▶ _Written problem 1_
Copy out the whole post on media attacks on veterans, word for word.
▶ _Written problem 2_
Convert the lines of the records, starting at the line containing "target: green bush" and ending at the line containing "POLYGON ((120 20, 101", into a Markdown table with the columns Row and Line, omitting any blank lines.

▶ _Reading text_

— Begin —

More media attacks on vets *UPDATED*

The media supported the troops when they felt they could attack the War. Now that the Surge is working, with dramatic downturns in overall violence (setting the stage for political stability), making attacks on the War somehow doesn’t work anymore, so the media has found a tried and true target: the troops themselves. The first salvo was the NY Times “troops as killers” tripe, which Iowahawk skewered. Round two in the media’s undeclared war is “the troops as insane, drug addicted homeless people,” an attack emanating this time from AP. What’s marvelous (in a twisted way) about the AP report, is how it relies on the media’s original myth about insane, drug addicted homeless Vietnam Vets to support its central tenet. Thus, after one anecdote about a poor, lost soul, the report hits its stride:

This is not a new story in America: A young veteran back from war whose struggle to rejoin society has failed, at least for the moment, fighting demons and left homeless.

But it is happening to a new generation. As the war in Afghanistan plods on in its seventh year, and the war in Iraq in its fifth, a new cadre of homeless veterans is taking shape.

— End —

▶ _Working data_

— Begin —

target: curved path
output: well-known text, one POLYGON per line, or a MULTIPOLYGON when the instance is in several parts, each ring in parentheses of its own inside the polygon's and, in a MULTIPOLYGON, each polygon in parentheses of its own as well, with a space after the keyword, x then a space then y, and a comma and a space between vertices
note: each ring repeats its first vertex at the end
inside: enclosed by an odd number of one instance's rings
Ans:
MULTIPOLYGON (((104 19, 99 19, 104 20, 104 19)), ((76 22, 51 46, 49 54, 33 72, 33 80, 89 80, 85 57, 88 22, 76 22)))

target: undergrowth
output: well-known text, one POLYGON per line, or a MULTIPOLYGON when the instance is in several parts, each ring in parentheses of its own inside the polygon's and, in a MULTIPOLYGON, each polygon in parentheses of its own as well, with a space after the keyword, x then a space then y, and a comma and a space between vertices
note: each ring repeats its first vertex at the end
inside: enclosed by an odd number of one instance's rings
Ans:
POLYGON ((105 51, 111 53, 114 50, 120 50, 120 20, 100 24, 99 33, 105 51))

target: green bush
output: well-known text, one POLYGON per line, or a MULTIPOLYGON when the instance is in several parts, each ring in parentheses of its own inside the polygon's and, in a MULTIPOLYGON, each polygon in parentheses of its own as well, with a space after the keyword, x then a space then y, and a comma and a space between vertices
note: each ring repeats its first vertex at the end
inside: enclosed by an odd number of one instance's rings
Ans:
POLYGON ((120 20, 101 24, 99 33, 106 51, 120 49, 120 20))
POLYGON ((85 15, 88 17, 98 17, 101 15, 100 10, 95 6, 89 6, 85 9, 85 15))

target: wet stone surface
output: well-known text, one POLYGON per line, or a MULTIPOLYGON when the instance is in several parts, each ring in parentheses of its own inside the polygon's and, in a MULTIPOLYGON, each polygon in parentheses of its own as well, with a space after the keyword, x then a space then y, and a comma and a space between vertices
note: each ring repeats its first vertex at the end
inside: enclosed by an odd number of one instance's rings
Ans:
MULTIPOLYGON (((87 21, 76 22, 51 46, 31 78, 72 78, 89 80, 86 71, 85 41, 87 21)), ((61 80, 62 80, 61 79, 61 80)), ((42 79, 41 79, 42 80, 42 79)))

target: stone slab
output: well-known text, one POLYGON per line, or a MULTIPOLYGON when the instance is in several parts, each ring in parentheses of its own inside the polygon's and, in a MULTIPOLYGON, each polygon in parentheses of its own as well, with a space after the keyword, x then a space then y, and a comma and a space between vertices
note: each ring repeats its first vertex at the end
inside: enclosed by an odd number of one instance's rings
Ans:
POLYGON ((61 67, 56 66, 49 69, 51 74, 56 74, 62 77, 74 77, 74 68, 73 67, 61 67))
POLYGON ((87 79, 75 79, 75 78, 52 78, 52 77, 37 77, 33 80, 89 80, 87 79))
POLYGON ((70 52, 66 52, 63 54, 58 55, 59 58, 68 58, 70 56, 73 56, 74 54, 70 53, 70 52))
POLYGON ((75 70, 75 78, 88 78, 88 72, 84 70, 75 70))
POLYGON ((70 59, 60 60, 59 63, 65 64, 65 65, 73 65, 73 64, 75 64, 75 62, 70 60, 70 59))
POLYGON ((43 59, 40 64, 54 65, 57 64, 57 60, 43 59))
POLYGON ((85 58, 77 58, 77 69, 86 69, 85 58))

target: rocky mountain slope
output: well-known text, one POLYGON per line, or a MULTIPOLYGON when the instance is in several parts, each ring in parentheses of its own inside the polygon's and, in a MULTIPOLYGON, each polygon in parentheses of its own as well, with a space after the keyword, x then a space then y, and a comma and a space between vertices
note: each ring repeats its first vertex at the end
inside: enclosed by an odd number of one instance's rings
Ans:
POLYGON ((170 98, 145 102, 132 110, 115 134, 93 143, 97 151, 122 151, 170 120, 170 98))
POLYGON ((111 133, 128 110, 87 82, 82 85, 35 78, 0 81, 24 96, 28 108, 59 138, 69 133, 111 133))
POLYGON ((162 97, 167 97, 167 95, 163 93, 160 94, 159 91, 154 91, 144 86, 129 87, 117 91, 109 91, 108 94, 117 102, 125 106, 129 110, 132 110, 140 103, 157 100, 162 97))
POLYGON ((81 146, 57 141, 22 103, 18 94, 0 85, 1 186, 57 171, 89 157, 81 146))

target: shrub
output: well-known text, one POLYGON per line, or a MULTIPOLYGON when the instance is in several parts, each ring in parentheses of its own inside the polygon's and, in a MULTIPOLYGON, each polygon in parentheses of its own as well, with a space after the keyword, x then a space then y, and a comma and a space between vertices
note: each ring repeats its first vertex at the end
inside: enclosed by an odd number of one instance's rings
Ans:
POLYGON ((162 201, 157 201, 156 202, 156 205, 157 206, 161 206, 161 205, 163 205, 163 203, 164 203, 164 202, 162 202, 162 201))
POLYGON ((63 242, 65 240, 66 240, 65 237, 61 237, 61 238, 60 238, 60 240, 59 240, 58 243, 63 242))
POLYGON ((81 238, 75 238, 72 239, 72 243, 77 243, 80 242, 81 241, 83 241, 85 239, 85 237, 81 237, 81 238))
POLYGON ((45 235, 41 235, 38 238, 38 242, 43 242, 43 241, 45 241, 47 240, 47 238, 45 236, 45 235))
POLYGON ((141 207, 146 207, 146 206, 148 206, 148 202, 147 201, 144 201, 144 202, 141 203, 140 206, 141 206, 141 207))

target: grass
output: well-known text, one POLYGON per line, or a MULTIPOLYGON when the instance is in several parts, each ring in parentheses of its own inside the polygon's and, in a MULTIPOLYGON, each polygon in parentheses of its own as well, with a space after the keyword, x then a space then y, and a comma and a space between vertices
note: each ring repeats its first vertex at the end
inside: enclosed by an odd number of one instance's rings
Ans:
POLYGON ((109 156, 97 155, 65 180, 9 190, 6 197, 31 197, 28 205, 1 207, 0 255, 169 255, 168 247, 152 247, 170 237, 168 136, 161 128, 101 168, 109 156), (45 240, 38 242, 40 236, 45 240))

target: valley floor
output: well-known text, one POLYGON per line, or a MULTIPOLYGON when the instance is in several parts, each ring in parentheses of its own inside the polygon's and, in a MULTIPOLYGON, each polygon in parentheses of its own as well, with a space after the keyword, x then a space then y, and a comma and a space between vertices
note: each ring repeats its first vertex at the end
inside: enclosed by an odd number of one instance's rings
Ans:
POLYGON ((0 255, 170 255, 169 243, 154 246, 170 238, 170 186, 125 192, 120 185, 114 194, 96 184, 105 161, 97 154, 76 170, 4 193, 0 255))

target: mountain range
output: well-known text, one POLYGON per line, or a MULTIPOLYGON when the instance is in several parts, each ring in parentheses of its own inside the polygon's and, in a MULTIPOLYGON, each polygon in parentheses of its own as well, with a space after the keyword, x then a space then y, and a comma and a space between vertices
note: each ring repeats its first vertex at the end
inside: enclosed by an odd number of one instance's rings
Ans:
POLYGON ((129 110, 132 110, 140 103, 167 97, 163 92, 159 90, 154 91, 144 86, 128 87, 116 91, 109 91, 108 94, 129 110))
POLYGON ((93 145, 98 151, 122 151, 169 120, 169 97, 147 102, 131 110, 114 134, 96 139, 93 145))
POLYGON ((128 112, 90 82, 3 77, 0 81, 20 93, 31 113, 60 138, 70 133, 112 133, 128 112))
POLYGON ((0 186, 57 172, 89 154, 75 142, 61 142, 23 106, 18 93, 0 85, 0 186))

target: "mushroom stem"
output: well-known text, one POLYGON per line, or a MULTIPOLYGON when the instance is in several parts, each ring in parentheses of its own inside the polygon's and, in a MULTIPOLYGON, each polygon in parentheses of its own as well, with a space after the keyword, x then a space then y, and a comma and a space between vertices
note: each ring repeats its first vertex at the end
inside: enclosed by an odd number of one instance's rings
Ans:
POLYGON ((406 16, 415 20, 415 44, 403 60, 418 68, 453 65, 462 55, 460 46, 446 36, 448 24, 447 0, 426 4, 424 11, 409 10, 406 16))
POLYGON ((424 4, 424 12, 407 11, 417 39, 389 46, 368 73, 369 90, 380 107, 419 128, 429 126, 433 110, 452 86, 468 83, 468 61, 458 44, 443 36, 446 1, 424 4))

— End —

▶ _Finished answer 1_
More media attacks on vets *UPDATED*

The media supported the troops when they felt they could attack the War. Now that the Surge is working, with dramatic downturns in overall violence (setting the stage for political stability), making attacks on the War somehow doesn’t work anymore, so the media has found a tried and true target: the troops themselves. The first salvo was the NY Times “troops as killers” tripe, which Iowahawk skewered. Round two in the media’s undeclared war is “the troops as insane, drug addicted homeless people,” an attack emanating this time from AP. What’s marvelous (in a twisted way) about the AP report, is how it relies on the media’s original myth about insane, drug addicted homeless Vietnam Vets to support its central tenet. Thus, after one anecdote about a poor, lost soul, the report hits its stride:

This is not a new story in America: A young veteran back from war whose struggle to rejoin society has failed, at least for the moment, fighting demons and left homeless.

But it is happening to a new generation. As the war in Afghanistan plods on in its seventh year, and the war in Iraq in its fifth, a new cadre of homeless veterans is taking shape.

▶ _Finished answer 2_
| Row | Line |
|---|---|
| 1 | target: green bush |
| 2 | output: well-known text, one POLYGON per line, or a MULTIPOLYGON when the instance is in several parts, each ring in parentheses of its own inside the polygon's and, in a MULTIPOLYGON, each polygon in parentheses of its own as well, with a space after the keyword, x then a space then y, and a comma and a space between vertices |
| 3 | note: each ring repeats its first vertex at the end |
| 4 | inside: enclosed by an odd number of one instance's rings |
| 5 | Ans: |
| 6 | POLYGON ((120 20, 101 24, 99 33, 106 51, 120 49, 120 20)) |